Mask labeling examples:

━━━━━━━━

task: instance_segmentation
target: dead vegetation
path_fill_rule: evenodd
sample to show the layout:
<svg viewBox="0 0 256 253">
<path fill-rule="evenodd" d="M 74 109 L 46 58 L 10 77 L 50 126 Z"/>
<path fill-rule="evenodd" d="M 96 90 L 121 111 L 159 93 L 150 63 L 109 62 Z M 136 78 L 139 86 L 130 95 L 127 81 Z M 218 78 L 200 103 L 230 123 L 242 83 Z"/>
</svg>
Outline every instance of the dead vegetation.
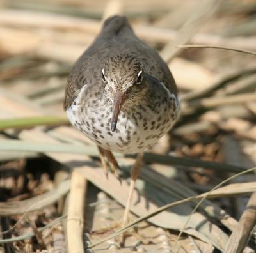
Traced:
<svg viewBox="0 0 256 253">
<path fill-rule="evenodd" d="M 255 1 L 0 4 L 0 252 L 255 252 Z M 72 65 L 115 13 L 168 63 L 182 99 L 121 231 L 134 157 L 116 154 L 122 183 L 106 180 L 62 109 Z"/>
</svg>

━━━━━━━━

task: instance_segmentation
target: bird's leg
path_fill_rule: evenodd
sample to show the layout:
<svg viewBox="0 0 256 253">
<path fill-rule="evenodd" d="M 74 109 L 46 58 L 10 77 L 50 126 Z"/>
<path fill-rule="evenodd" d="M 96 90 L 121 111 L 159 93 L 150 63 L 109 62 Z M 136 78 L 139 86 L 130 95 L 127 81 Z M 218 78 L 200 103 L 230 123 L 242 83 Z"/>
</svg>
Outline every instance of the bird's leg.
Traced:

━━━━━━━━

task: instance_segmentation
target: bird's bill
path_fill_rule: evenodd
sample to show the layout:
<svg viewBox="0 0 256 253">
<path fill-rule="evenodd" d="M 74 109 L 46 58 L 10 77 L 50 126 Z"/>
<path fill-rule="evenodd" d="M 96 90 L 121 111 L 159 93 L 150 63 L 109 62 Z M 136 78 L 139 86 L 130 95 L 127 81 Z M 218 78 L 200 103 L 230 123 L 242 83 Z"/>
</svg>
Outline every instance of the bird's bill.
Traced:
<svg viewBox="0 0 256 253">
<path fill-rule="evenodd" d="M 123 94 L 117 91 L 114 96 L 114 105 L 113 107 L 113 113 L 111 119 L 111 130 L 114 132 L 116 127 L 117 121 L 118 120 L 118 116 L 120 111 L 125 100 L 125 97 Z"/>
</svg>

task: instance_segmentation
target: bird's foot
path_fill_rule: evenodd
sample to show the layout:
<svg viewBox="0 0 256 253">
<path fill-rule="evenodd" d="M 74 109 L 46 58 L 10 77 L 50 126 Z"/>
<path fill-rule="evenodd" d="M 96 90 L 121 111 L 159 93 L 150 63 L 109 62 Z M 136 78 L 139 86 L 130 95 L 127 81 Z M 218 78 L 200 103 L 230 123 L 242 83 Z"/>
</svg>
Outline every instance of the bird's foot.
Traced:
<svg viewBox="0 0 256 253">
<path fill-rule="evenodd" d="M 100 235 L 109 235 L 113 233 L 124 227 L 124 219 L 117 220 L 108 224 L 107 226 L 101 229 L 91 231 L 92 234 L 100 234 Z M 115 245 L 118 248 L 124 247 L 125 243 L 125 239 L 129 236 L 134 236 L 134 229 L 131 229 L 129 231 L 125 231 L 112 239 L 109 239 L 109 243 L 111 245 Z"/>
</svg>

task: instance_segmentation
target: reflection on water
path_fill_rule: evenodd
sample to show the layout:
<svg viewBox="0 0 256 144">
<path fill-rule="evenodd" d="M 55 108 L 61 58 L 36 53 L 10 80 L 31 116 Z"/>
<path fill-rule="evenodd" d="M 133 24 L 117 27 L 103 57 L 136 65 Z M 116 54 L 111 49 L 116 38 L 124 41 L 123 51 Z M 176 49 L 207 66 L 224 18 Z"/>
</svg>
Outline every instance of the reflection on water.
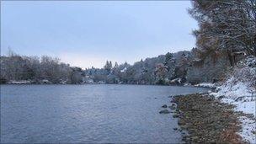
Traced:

━━━━━━━━

REQUIREMENT = Pull out each line from the records that includes the word "Outline".

FULL SOLUTION =
Outline every instance of the dead vegetation.
Outline every instance of the bird's leg.
Outline every instance of the bird's bill.
Outline every instance of the bird's foot.
Outline every instance of the reflection on water.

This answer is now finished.